I believe you are thinking of the debate he did with strawbridge. That man is federal vision. Shisko is in the OPC and federal vision is not allowed (or at the very least the denomination has written against it).

I believe this is the debate you are referring to:





I agree, this one is not a good debate.

Reactions: Love 1 | Informative 1


----------



## Ben Zartman (Jan 11, 2022)

Santiago DO said:


> Thank you so much @aaronsk for your useful thoughts.
> 
> I meant Church history since apostolic era.
> 
> Can we really determine the common way of baptism administration?


Given that belief and practice had so much variety even in apostolic times (there were already, in those days, heretics denying Christ's coming in the flesh; there were Nicolaitans; there were Judaizers: the church has been troubled by variety and invention since Day One), I'd think it impossible to say which prevailed. Even at the early time of Constantine, there were those who believed in baptismal regeneration.
It is better to approach the matter not by giving undue weight to "The way they did it," but by examining why they did, then searching the Scriptures to see if their confessions, creeds, and other documents are in line therewith. As has been said above, because Baptism is a covenantal sign, it's subjects and application naturally flow from an understanding of God's covenants. As a baptist, I understand that the sign of the covenant has a different meaning than my paedobaptist friends think, but each of our views comes from how we view the covenants, and of what the signs mean.

********************

Tasks and exercises
- 1) From the forum thread on baptism, reproduce the passage that begins at the words "## Ben Zartman" and stops after the words "in baptismal regeneration.".
- 2) Condense the paragraph in the forum thread on baptism that opens "It is better to approach the matter" into a short bulleted list that keeps its main points.
- 3) Pick up the forum thread on baptism after its final sentence and write the next few sentences.

Data rows
********************

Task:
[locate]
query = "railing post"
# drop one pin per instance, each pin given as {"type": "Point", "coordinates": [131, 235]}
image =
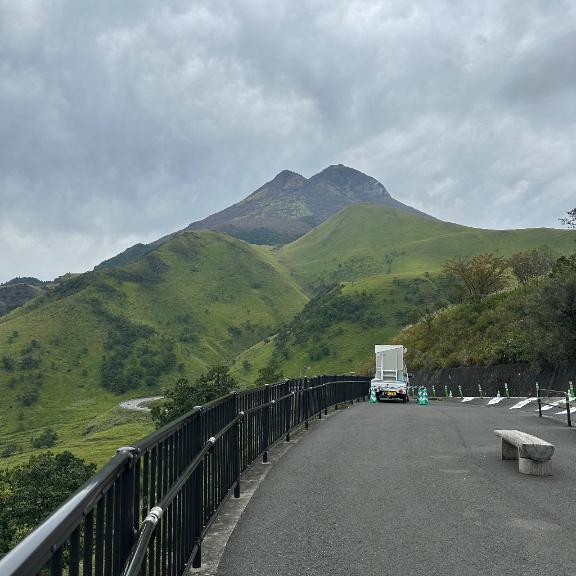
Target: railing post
{"type": "Point", "coordinates": [198, 494]}
{"type": "Point", "coordinates": [289, 419]}
{"type": "Point", "coordinates": [237, 448]}
{"type": "Point", "coordinates": [266, 424]}
{"type": "Point", "coordinates": [306, 403]}
{"type": "Point", "coordinates": [126, 517]}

********************

Responses
- 1)
## Ben Zartman (Jan 11, 2022)

Santiago DO said:


> Thank you so much @aaronsk for your useful thoughts.
> 
> I meant Church history since apostolic era.
> 
> Can we really determine the common way of baptism administration?


Given that belief and practice had so much variety even in apostolic times (there were already, in those days, heretics denying Christ's coming in the flesh; there were Nicolaitans; there were Judaizers: the church has been troubled by variety and invention since Day One), I'd think it impossible to say which prevailed. Even at the early time of Constantine, there were those who believed in baptismal regeneration.

- 2)
- Rather than giving undue weight to how baptism was done in the past, examine why it was done, and check the confessions, creeds, and other documents against Scripture.
- Because baptism is a covenantal sign, who receives it and how it is applied follow from an understanding of God's covenants.
- The writer, a baptist, holds that the sign means something different from what paedobaptist friends think, but both views come from how each side sees the covenants and what the signs mean.

- 3)
I also disagree with the novel view of baptist covenant theology propounded by the "1689 Federalists," which, while not a serious error, swings the pendulum a little too far.

Reactions: Love 1


----------



## SeanPatrickCornell (Jan 11, 2022)

retroGRAD3 said:


> I believe you are thinking of the debate he did with strawbridge. That man is federal vision. Shisko is in the OPC and federal vision is not allowed (or at the very least the denomination has written against it).
> 
> I believe this is the debate you are referring to:
> 
> ...



Yes, thank you. I must have had a brain glitch. Strawbridge is the FV guy. Derp.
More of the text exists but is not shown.